TASK REQUIREMENTS
Please print the entries below exactly, from the line with "Target: concrete floor" through the line with "[point] white tent", including both of those lines and leaving out all others.

DATA SUPPLIED
=== Begin Enclosure ===
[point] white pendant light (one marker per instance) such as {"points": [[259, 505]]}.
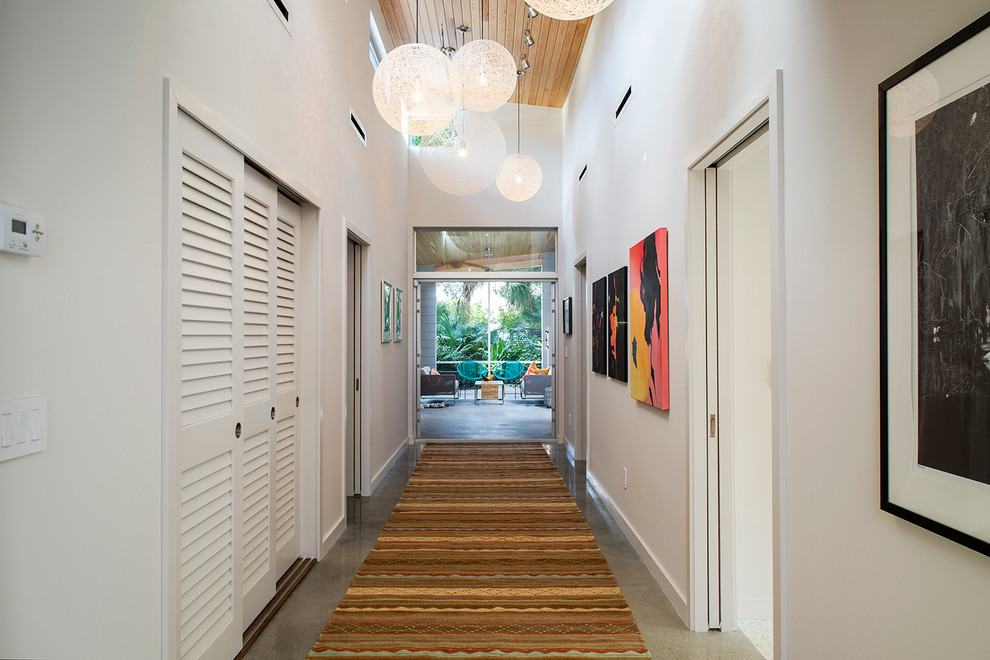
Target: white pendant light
{"points": [[416, 89], [487, 72], [568, 10], [519, 178], [464, 158]]}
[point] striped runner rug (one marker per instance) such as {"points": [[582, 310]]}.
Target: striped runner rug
{"points": [[485, 555]]}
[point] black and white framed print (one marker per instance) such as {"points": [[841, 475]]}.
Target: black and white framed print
{"points": [[397, 321], [386, 312], [935, 289]]}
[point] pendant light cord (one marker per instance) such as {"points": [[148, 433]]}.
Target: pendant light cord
{"points": [[518, 117]]}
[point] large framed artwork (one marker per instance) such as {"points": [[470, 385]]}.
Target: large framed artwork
{"points": [[386, 312], [935, 290], [599, 327], [648, 324], [397, 320], [617, 348]]}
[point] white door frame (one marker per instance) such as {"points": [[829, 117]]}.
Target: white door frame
{"points": [[354, 233], [582, 355], [177, 99], [471, 276], [766, 103]]}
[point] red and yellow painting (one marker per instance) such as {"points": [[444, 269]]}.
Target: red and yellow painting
{"points": [[648, 321]]}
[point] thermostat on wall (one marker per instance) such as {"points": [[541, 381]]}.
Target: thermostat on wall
{"points": [[23, 231]]}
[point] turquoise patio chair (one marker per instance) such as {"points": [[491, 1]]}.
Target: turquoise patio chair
{"points": [[510, 371], [470, 372]]}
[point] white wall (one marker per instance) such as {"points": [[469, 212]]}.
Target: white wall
{"points": [[81, 129], [860, 583]]}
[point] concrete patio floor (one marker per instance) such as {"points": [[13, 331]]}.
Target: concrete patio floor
{"points": [[516, 419]]}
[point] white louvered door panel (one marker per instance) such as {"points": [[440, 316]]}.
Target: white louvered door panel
{"points": [[287, 340], [257, 373], [205, 487]]}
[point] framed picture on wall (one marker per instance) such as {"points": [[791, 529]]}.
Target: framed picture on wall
{"points": [[599, 327], [935, 290], [648, 323], [397, 324], [386, 312], [618, 293]]}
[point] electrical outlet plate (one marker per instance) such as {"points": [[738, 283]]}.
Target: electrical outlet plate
{"points": [[23, 427]]}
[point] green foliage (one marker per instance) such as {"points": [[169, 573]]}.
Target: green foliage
{"points": [[462, 327]]}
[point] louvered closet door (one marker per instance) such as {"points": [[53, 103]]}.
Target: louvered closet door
{"points": [[205, 487], [258, 374], [287, 385]]}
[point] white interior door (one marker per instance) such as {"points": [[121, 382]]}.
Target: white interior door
{"points": [[353, 365], [234, 492], [287, 386], [739, 386], [258, 574], [206, 486]]}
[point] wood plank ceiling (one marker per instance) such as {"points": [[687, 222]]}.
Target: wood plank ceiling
{"points": [[553, 57]]}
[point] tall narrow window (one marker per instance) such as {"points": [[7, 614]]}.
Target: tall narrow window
{"points": [[376, 49]]}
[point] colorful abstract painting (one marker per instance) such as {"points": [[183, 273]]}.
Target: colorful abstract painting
{"points": [[618, 352], [599, 327], [648, 322]]}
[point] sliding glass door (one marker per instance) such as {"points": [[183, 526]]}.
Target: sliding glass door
{"points": [[486, 334]]}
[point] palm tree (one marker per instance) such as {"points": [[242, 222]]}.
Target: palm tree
{"points": [[525, 298]]}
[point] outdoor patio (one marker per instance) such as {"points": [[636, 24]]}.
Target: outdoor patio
{"points": [[462, 418]]}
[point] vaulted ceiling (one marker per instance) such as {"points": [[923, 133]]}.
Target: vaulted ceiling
{"points": [[553, 57]]}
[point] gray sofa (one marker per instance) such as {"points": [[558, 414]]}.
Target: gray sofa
{"points": [[534, 385], [434, 385]]}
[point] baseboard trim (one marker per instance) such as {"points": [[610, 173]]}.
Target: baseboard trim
{"points": [[659, 573], [389, 464], [332, 537], [283, 589]]}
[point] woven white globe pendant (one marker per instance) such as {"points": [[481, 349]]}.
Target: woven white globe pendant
{"points": [[416, 89], [464, 158], [568, 10], [487, 72], [519, 178]]}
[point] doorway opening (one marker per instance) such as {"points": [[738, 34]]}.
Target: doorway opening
{"points": [[486, 360], [740, 390], [352, 444]]}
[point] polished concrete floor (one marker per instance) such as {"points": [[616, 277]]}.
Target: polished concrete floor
{"points": [[466, 420], [292, 633]]}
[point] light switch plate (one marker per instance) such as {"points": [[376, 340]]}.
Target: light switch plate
{"points": [[23, 427]]}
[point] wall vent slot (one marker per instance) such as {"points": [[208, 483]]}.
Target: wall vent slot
{"points": [[281, 9], [359, 129], [624, 102]]}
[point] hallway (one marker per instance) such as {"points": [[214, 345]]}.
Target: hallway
{"points": [[296, 627]]}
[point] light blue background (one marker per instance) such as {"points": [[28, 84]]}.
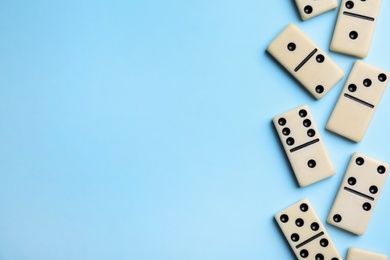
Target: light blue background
{"points": [[142, 130]]}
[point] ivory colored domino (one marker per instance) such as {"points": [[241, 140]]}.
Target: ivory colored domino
{"points": [[309, 8], [305, 61], [358, 101], [360, 254], [358, 194], [303, 145], [355, 27], [305, 233]]}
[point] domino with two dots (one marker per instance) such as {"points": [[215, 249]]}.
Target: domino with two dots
{"points": [[309, 8], [360, 254], [358, 101], [305, 61], [305, 233], [355, 27], [358, 194], [303, 145]]}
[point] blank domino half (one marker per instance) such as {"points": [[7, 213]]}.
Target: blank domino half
{"points": [[360, 254], [358, 101], [305, 61], [355, 27], [303, 146], [309, 8], [305, 232], [358, 194]]}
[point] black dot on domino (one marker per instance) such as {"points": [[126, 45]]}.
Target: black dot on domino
{"points": [[373, 189], [352, 87], [381, 169], [308, 9], [282, 121], [304, 253], [349, 4], [382, 77], [311, 163], [359, 161], [299, 222], [367, 206], [319, 89], [314, 226], [351, 181], [284, 218], [367, 82], [324, 242], [291, 46], [353, 35], [320, 58], [337, 218], [286, 131], [295, 237], [311, 132], [303, 207], [306, 122], [290, 141], [302, 113]]}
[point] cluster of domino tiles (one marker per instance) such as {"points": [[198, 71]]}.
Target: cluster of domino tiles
{"points": [[365, 177]]}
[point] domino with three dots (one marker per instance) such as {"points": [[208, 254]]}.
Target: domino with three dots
{"points": [[303, 145], [305, 232], [309, 8], [358, 101], [355, 27], [358, 194], [305, 61]]}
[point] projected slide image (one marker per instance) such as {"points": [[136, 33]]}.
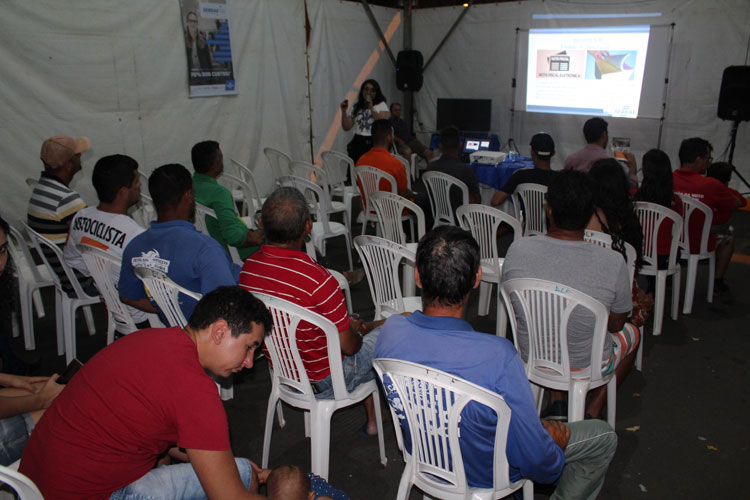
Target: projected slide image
{"points": [[560, 64], [605, 64], [596, 71]]}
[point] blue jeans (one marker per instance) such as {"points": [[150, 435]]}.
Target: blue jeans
{"points": [[357, 368], [14, 432], [177, 482]]}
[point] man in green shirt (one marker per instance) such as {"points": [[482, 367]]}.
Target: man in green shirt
{"points": [[227, 228]]}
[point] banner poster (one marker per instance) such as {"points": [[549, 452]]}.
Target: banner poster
{"points": [[208, 47]]}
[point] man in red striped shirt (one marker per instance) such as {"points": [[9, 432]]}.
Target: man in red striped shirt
{"points": [[281, 269]]}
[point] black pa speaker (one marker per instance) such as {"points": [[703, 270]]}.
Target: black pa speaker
{"points": [[734, 97], [409, 70]]}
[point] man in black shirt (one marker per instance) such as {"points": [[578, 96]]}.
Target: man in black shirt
{"points": [[542, 151]]}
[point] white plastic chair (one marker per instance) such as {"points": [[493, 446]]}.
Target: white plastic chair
{"points": [[31, 277], [389, 209], [381, 259], [439, 186], [431, 402], [544, 308], [201, 213], [291, 384], [278, 161], [65, 305], [369, 178], [323, 228], [104, 268], [533, 217], [336, 166], [691, 207], [483, 222], [318, 176], [166, 294], [652, 216], [24, 487], [605, 241]]}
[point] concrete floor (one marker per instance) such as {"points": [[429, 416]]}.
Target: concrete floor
{"points": [[680, 422]]}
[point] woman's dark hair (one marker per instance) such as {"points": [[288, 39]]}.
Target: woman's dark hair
{"points": [[657, 179], [361, 103], [612, 196]]}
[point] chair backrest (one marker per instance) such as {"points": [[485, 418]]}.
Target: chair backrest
{"points": [[652, 216], [319, 201], [691, 207], [532, 197], [24, 262], [407, 168], [238, 185], [104, 268], [605, 241], [381, 259], [202, 213], [165, 293], [278, 161], [483, 222], [429, 404], [439, 186], [389, 208], [25, 487], [281, 343], [48, 251], [336, 165], [543, 309], [369, 179]]}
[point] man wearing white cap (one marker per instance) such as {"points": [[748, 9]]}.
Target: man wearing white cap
{"points": [[53, 204]]}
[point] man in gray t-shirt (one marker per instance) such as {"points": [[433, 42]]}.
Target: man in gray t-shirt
{"points": [[563, 256]]}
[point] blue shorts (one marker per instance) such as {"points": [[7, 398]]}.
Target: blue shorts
{"points": [[14, 432], [357, 368], [178, 482]]}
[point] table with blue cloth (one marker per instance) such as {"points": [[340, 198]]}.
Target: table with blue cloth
{"points": [[497, 175]]}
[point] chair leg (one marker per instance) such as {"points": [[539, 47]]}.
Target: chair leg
{"points": [[711, 278], [612, 401], [687, 305], [320, 440], [379, 422], [89, 316], [577, 400], [272, 402], [483, 307]]}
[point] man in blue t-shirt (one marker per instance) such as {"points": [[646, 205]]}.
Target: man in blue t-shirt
{"points": [[577, 455], [174, 246]]}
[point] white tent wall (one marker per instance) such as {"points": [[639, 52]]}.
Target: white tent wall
{"points": [[477, 61], [116, 72], [344, 51]]}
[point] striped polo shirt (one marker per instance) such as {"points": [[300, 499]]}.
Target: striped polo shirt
{"points": [[294, 276], [52, 207]]}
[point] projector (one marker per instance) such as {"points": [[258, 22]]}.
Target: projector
{"points": [[487, 157]]}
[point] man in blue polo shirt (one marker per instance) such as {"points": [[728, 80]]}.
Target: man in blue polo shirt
{"points": [[576, 455], [174, 246]]}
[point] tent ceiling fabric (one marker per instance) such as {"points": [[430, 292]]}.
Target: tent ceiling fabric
{"points": [[116, 72]]}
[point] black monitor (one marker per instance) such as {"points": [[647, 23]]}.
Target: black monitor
{"points": [[469, 115]]}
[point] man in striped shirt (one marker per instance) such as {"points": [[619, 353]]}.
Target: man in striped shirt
{"points": [[53, 204], [281, 269]]}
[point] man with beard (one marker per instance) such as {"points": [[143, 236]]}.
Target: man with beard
{"points": [[174, 246]]}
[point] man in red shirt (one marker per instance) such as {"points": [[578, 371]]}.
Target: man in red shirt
{"points": [[690, 179], [145, 393], [281, 269]]}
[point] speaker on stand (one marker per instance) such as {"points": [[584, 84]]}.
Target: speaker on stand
{"points": [[734, 104]]}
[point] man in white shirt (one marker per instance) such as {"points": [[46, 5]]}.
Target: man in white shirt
{"points": [[107, 226]]}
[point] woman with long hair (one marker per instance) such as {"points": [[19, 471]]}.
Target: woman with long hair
{"points": [[370, 106]]}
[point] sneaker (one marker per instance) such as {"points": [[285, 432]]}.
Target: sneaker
{"points": [[557, 410]]}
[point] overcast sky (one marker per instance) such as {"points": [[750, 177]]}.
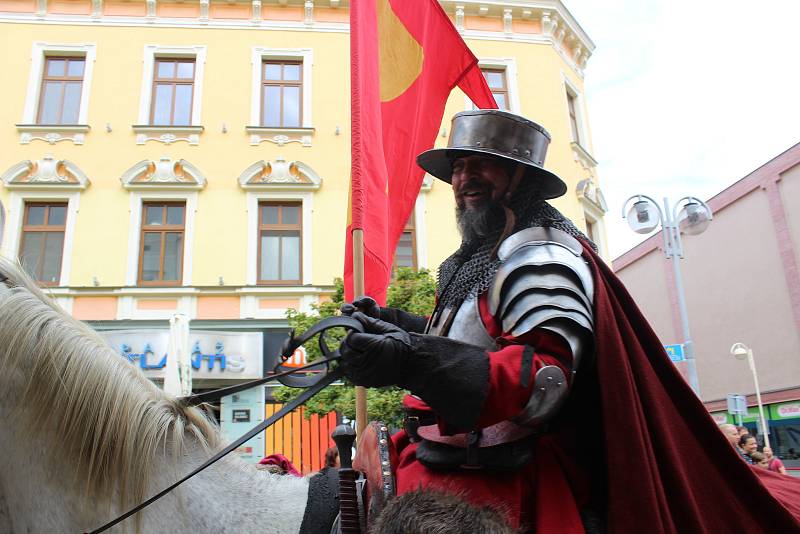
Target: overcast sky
{"points": [[687, 97]]}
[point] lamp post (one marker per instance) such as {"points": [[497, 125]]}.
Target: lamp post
{"points": [[644, 216], [740, 351]]}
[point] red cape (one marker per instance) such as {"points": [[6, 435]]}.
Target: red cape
{"points": [[669, 468]]}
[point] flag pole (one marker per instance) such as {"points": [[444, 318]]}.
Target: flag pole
{"points": [[358, 291]]}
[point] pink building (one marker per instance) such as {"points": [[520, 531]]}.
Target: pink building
{"points": [[742, 284]]}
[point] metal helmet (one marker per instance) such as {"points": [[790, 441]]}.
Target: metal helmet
{"points": [[497, 134]]}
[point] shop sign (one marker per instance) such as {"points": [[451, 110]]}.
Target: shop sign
{"points": [[788, 410], [720, 417], [217, 355]]}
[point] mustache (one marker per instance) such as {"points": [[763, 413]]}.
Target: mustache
{"points": [[480, 222]]}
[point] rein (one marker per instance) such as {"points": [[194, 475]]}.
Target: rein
{"points": [[313, 385]]}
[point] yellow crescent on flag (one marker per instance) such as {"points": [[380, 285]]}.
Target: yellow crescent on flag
{"points": [[400, 55]]}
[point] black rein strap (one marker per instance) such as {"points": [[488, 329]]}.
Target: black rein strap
{"points": [[289, 347]]}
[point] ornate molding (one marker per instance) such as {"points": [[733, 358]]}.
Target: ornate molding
{"points": [[164, 174], [460, 17], [590, 195], [167, 134], [279, 174], [47, 172], [52, 133], [280, 136]]}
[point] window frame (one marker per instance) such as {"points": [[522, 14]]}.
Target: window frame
{"points": [[15, 220], [298, 227], [63, 79], [509, 65], [409, 227], [39, 53], [282, 84], [260, 55], [26, 230], [163, 230], [174, 82], [137, 200], [254, 198], [504, 90], [152, 53]]}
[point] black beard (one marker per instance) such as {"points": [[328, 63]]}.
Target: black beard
{"points": [[479, 223]]}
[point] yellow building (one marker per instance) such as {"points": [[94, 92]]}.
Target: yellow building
{"points": [[192, 156]]}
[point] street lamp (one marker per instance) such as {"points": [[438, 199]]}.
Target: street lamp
{"points": [[741, 351], [643, 217]]}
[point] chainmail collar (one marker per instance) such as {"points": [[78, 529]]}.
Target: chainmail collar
{"points": [[470, 270]]}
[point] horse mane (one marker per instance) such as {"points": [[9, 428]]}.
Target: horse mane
{"points": [[105, 415]]}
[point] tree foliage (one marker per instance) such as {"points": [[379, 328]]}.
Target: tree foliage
{"points": [[412, 291]]}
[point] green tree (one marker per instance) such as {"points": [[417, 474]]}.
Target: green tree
{"points": [[412, 291]]}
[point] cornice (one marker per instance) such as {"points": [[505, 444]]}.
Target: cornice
{"points": [[559, 27]]}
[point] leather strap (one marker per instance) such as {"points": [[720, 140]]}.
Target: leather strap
{"points": [[300, 399]]}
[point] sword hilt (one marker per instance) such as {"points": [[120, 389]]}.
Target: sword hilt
{"points": [[344, 436]]}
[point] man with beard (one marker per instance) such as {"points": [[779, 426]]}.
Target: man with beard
{"points": [[537, 387], [512, 323]]}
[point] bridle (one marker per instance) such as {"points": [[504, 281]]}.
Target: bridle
{"points": [[312, 384]]}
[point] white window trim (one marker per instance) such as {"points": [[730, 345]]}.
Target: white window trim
{"points": [[259, 54], [510, 66], [16, 210], [253, 199], [421, 235], [137, 198], [570, 88], [38, 53], [151, 52]]}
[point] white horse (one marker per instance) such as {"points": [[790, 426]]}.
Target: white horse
{"points": [[84, 436]]}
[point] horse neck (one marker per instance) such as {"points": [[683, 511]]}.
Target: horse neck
{"points": [[38, 493]]}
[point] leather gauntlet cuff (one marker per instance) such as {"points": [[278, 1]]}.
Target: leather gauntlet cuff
{"points": [[407, 321], [450, 376]]}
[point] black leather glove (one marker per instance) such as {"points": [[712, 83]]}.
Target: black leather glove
{"points": [[378, 357], [451, 376], [367, 305]]}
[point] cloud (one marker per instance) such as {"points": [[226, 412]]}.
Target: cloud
{"points": [[686, 98]]}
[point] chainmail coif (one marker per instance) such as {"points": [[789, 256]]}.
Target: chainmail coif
{"points": [[469, 271]]}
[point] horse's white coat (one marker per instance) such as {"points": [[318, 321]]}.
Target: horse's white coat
{"points": [[84, 435]]}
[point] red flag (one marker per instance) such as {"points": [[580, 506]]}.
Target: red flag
{"points": [[406, 57]]}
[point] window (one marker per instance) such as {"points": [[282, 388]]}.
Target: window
{"points": [[496, 79], [161, 243], [42, 247], [405, 254], [173, 89], [572, 106], [281, 94], [60, 94], [279, 243]]}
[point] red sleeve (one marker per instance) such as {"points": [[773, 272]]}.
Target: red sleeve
{"points": [[512, 369]]}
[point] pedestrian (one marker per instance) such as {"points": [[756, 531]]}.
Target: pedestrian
{"points": [[759, 459], [775, 463], [747, 446]]}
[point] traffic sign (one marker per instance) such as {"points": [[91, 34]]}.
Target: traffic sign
{"points": [[675, 352]]}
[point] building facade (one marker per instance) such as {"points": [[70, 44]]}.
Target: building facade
{"points": [[193, 156], [742, 284]]}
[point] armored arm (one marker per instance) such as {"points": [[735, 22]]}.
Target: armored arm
{"points": [[543, 289]]}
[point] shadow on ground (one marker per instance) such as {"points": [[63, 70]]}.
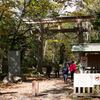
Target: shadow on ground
{"points": [[8, 93]]}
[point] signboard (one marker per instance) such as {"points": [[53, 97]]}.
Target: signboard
{"points": [[84, 61], [86, 80]]}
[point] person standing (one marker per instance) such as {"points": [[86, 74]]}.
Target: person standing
{"points": [[65, 71], [72, 69]]}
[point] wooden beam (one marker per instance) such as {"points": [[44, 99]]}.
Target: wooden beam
{"points": [[73, 30], [59, 19]]}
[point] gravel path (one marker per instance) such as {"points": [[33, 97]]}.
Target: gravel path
{"points": [[53, 89]]}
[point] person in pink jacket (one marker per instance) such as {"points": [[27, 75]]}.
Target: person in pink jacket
{"points": [[72, 69]]}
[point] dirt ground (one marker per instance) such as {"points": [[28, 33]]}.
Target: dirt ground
{"points": [[53, 89]]}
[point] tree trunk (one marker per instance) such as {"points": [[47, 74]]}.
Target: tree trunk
{"points": [[40, 49]]}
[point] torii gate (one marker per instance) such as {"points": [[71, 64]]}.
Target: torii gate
{"points": [[59, 20]]}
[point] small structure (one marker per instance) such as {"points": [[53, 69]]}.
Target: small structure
{"points": [[90, 55]]}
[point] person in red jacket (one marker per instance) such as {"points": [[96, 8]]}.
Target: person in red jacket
{"points": [[72, 69]]}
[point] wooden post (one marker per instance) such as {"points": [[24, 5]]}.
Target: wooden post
{"points": [[35, 88]]}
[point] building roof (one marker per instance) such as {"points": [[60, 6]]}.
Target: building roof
{"points": [[86, 47]]}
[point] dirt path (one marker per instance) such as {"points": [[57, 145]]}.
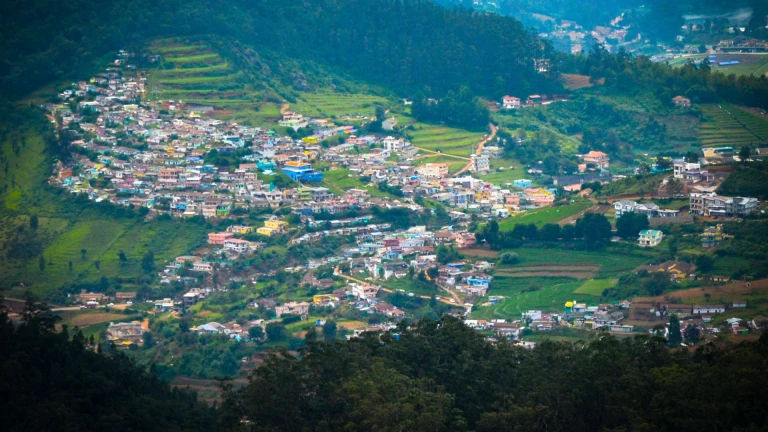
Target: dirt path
{"points": [[480, 147], [594, 209], [385, 289], [441, 154]]}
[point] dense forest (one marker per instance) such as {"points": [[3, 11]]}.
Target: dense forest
{"points": [[54, 381], [443, 376], [627, 74], [405, 45], [656, 19], [433, 376], [456, 108]]}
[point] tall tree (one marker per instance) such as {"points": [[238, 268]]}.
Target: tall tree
{"points": [[675, 336]]}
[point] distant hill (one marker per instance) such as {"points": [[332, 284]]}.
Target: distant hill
{"points": [[53, 383], [404, 45]]}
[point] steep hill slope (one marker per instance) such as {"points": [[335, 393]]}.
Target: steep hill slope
{"points": [[79, 240]]}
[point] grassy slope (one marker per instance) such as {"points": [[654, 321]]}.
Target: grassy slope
{"points": [[65, 228], [545, 215]]}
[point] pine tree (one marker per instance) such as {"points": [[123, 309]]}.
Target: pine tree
{"points": [[675, 337]]}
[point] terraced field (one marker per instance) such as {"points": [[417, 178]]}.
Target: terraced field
{"points": [[610, 264], [527, 294], [350, 106], [727, 125], [443, 139], [194, 72], [583, 271], [545, 215]]}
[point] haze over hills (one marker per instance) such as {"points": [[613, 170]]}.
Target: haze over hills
{"points": [[382, 215]]}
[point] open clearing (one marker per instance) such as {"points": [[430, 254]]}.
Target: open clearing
{"points": [[727, 125], [749, 64], [546, 215], [595, 287], [87, 319], [571, 274], [756, 295]]}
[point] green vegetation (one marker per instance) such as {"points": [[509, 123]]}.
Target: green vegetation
{"points": [[62, 384], [595, 287], [725, 126], [750, 180], [611, 262], [444, 139], [68, 225], [545, 215], [34, 56], [444, 376]]}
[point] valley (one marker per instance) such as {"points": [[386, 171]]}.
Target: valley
{"points": [[334, 215]]}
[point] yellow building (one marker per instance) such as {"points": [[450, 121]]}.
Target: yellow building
{"points": [[273, 227], [322, 298]]}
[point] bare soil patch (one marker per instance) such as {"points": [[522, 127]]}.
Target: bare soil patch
{"points": [[573, 274], [570, 267], [479, 252], [95, 318], [641, 306]]}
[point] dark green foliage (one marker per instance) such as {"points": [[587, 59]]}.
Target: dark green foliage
{"points": [[592, 229], [675, 336], [443, 376], [276, 331], [704, 263], [629, 225], [750, 181], [625, 74], [329, 330], [488, 52], [595, 230], [148, 262], [459, 109], [52, 383], [656, 283], [446, 254]]}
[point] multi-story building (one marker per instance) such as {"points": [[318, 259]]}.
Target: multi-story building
{"points": [[599, 159], [710, 204], [680, 167], [650, 238], [433, 170], [301, 171], [649, 209], [273, 227], [480, 163]]}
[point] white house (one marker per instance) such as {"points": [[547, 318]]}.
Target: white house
{"points": [[650, 238], [510, 102]]}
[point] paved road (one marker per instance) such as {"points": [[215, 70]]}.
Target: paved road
{"points": [[446, 301], [481, 146]]}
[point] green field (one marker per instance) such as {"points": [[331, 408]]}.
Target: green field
{"points": [[454, 164], [595, 287], [504, 171], [545, 215], [612, 263], [750, 64], [551, 295], [339, 181], [65, 227], [338, 105], [443, 139], [727, 125]]}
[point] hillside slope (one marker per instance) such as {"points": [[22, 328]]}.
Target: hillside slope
{"points": [[70, 229]]}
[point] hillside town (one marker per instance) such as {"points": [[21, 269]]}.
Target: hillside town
{"points": [[170, 158]]}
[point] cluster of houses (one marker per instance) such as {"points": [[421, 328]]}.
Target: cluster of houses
{"points": [[579, 315]]}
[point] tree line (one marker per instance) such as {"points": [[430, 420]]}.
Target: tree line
{"points": [[592, 231], [443, 376], [401, 44]]}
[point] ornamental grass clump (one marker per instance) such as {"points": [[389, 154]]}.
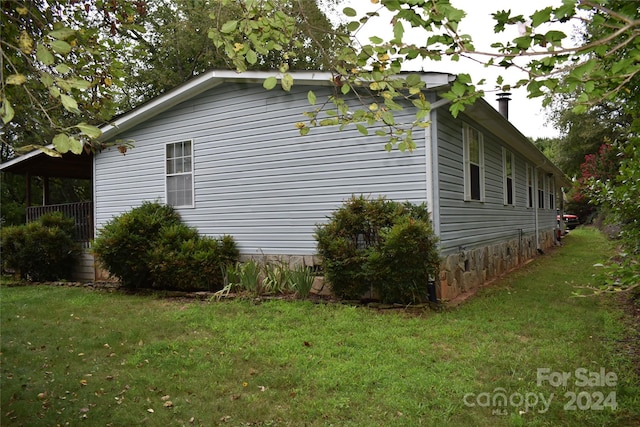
=== End Enclosure ===
EXERCISE OUTPUT
Target: concrete floor
{"points": [[680, 422]]}
[point] woman's dark hair (one marker per instance) such as {"points": [[288, 39]]}.
Target: woman's dark hair
{"points": [[657, 179], [361, 103], [612, 196]]}
[point] chair backrest (one marker per instance) such as {"points": [[485, 418]]}.
Target: chair backrest
{"points": [[652, 216], [319, 201], [691, 207], [532, 197], [24, 262], [407, 168], [238, 185], [104, 268], [605, 241], [381, 259], [202, 213], [165, 293], [278, 161], [483, 222], [429, 404], [439, 186], [389, 208], [25, 487], [281, 343], [48, 251], [336, 165], [543, 309], [369, 179]]}
[point] man wearing white cap (one marker per instance) such as {"points": [[748, 9]]}.
Target: man wearing white cap
{"points": [[53, 204]]}
[point] man in gray t-shirt (one marker per instance) such as {"points": [[433, 42]]}.
Target: man in gray t-shirt
{"points": [[563, 256]]}
[point] blue shorts (one marker per instance) such as {"points": [[7, 398]]}.
Target: blue shorts
{"points": [[14, 432], [357, 368], [178, 482]]}
[point] table with blue cloth (one marker per instance) such as {"points": [[340, 198]]}.
Target: table with blue cloth
{"points": [[497, 175]]}
[point] chair leg (one marker per instance) such as {"points": [[539, 47]]}.
Target: chair leg
{"points": [[711, 278], [612, 401], [687, 305], [320, 440], [379, 422], [89, 316], [577, 400], [272, 402], [483, 307]]}
[point] man in blue t-shirt (one marker per instance) such as {"points": [[646, 205]]}.
Target: man in blue t-shirt
{"points": [[577, 455], [174, 246]]}
[point] white tent wall (one marker per instance) such as {"points": [[639, 52]]}.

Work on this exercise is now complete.